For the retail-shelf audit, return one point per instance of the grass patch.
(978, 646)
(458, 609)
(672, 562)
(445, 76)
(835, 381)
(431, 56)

•••

> YOUR OBJECTIVE
What is needed here is a word-for-word copy of the whole listing.

> ANSWER FOR THE TASK
For the retail-shelf audit, return one point per instance of the grass patch.
(978, 646)
(458, 609)
(672, 562)
(445, 76)
(835, 381)
(431, 56)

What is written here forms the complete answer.